[Written exercise 1] Reproduce the rows from their first line up to and including the line with "[211,62,600,163]", keeping the requests and raising every bounding-box coordinate by 141. Leave the pictures out.

[Extract]
━━━

Lewis David Mansell (born 20 September 1997) is an English professional footballer who plays as a striker for  Ramsbottom United.

Club career

Blackburn Rovers
Born in Burnley, Mansell began his career with Blackburn Rovers, moving on loan to F.C. United of Manchester in September 2018.

Mansell went on loan to Scottish club Partick Thistle in January 2019. Mansell scored his first goal for Partick Thistle in his final appearance for the club on the last day of the 2018–19 season, opening the scoring in a 3–0 win over Queen of The South, a result which confirmed Thistle's safety in the Scottish Championship and guided the team to a sixth-place finish.

Partick Thistle
Blackburn confirmed on 15 May 2019 that Mansell would leave at the end of his contract. He subsequently returned to Scotland and signed a two-year contract with Partick Thistle. Mansell scored his first goal of the 2019–20 season in a 3–1 away win at Dundee. Mansell was meant to go out on loan from Thistle, however struggled with injury from December to February. Mansell scored on his first game back from injury for Thistle in a 2–1 loss to Raith Rovers in the Challenge Cup semi final.

Mansell was voted into the 2019–20 Scottish Championship Team of the Season, with the forward beating top scorer Lawrence Shankland in the best striker position, despite having scored one goal during the campaign.

━━━

[Input material]
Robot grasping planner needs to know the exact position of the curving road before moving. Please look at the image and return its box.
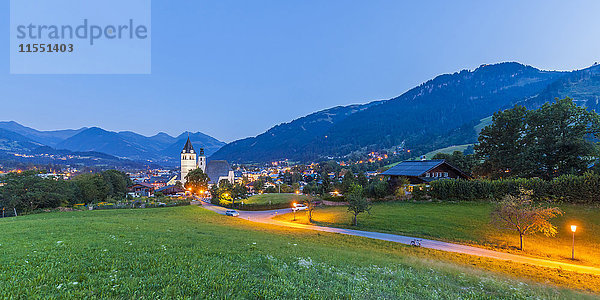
[202,202,600,275]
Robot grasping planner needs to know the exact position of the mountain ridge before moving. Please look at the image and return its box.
[211,62,600,163]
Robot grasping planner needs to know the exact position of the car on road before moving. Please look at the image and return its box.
[292,203,308,211]
[225,209,240,217]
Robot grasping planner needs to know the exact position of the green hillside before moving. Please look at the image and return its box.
[0,206,581,299]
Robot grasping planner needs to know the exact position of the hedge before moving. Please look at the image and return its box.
[427,172,600,204]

━━━

[Written exercise 2] Translate this sentence from the biography into Spanish: "Blackburn confirmed on 15 May 2019 that Mansell would leave at the end of his contract."

[Task answer 1]
Robot grasping planner needs to know the exact position of the curving road before moving. Please look at the image and return its box.
[343,343,741,416]
Robot grasping planner needs to know the exact position of the mountain ridge before moving. Please look at the image and return its box.
[352,203,741,304]

[Task answer 2] El Blackburn confirmó el 15 de mayo de 2019 que Mansell se marcharía al término de su contrato.